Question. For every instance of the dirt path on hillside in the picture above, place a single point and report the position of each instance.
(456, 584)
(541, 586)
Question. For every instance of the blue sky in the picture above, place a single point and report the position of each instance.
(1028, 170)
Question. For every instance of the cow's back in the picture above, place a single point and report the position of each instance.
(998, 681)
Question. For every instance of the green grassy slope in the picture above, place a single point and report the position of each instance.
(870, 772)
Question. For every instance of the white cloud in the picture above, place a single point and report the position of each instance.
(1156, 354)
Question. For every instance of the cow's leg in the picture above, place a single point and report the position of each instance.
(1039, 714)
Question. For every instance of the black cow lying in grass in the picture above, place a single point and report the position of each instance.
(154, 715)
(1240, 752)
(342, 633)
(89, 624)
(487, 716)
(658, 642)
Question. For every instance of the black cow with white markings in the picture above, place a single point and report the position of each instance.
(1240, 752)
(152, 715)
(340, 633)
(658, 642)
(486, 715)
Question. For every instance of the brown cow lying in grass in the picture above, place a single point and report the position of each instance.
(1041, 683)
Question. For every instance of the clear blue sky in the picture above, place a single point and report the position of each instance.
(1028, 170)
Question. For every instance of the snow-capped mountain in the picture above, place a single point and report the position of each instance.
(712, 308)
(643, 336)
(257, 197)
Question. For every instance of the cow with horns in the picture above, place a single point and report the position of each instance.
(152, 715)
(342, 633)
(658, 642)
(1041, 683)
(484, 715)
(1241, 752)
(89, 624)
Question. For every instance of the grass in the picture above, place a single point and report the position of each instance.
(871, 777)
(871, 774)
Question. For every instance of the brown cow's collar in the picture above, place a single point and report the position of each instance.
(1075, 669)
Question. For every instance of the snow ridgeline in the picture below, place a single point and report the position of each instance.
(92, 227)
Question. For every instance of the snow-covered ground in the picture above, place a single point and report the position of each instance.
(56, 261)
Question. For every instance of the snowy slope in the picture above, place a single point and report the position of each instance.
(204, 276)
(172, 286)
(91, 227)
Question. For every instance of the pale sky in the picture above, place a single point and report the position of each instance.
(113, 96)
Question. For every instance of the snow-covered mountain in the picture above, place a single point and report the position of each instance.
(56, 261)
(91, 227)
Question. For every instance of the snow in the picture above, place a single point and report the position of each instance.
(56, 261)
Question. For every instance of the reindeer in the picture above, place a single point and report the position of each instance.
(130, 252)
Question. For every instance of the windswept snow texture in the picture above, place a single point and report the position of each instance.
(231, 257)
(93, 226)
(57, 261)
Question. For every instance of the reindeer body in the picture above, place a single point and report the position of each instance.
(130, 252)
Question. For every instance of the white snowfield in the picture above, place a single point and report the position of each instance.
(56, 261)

### TASK DETAILS
Return all of the data above verbatim, line for line, without changing, adding, or omitting anything.

### COMPLETE RESPONSE
Question. For every instance of the dirt path on hillside in the picture above, place a single point and report the position of each instance.
(456, 584)
(541, 586)
Question. For every instance of the blue sky in the picture above, place a single point and report the position of each instance.
(1028, 170)
Question. For every instance of the cow's back in the picture above, place a single point and report the position of each instance.
(998, 681)
Question. For every instance of the green grassy slope in the picture above, place a single point and report the position of each instance.
(870, 772)
Question. For every instance of the white cloud in the picture above, place a single point and report the position of each instance.
(1156, 354)
Question. For every instance of the cow's leg in the picture above, place a single point and report the position of each instance.
(1039, 714)
Question. For every instance of the black cow lying in grass in the picture above, place a single point and report the position of each instance.
(154, 715)
(1240, 752)
(342, 633)
(89, 624)
(487, 716)
(658, 642)
Question. For every instance of the black cow with white markings in the picture above, place a single point and report the position of each instance.
(1240, 752)
(152, 715)
(340, 633)
(658, 642)
(486, 715)
Question. For every instance of the brown cow lying in grass in the picture above, place a single point and report the position of each instance.
(1041, 683)
Question. For every instance of the clear blue sky in the picture above, place a single point and report the position of each instance.
(1028, 170)
Question. For every instance of the snow-capped mountain in the picture above, place a single point and report the position of each instance.
(712, 308)
(643, 336)
(257, 197)
Question. For every instance of the cow with horns in the picture above, place a single point and report the position of each instance.
(152, 715)
(342, 633)
(658, 642)
(1041, 683)
(484, 715)
(1241, 752)
(89, 624)
Question. For every instance of the grass in the picture above, place a single point and report the position of each instance.
(871, 777)
(871, 774)
Question. For every instance of the brown cow's collar in the picture above, place a single point and report the position of each instance.
(1075, 669)
Question. For every instance of the snow ridgeline in the picture below, place a single point and report the position of each instance.
(92, 227)
Question. For every instance of the snow-covered ground in the picture above, place a single point and report the position of each instance.
(56, 261)
Question. For every instance of the snowy slope in the picture above, place a single point and report the position of each instance.
(204, 276)
(172, 286)
(91, 227)
Question. For every instance of the pale sky in the picture above, place a single point and report the position of each instance.
(113, 96)
Question. For every instance of the snow-covered mountain in the picture above, place a single point and report the position of each instance.
(56, 261)
(91, 227)
Question. For every instance of the snow in the picture above, place a single point and report the position of each instance.
(56, 261)
Question. For every instance of the reindeer in the picture above, place a single point and report the position of each instance.
(130, 252)
Question. For every instance of the windswept snow texture in the picture above, place a single point and report the position of each instance.
(231, 257)
(93, 226)
(57, 261)
Question. For every instance of the reindeer body in the picture above, place a single point and report the position of each instance.
(130, 252)
Question. For every instance of the white snowfield in the picture above, place a single point and report the position of each instance.
(56, 261)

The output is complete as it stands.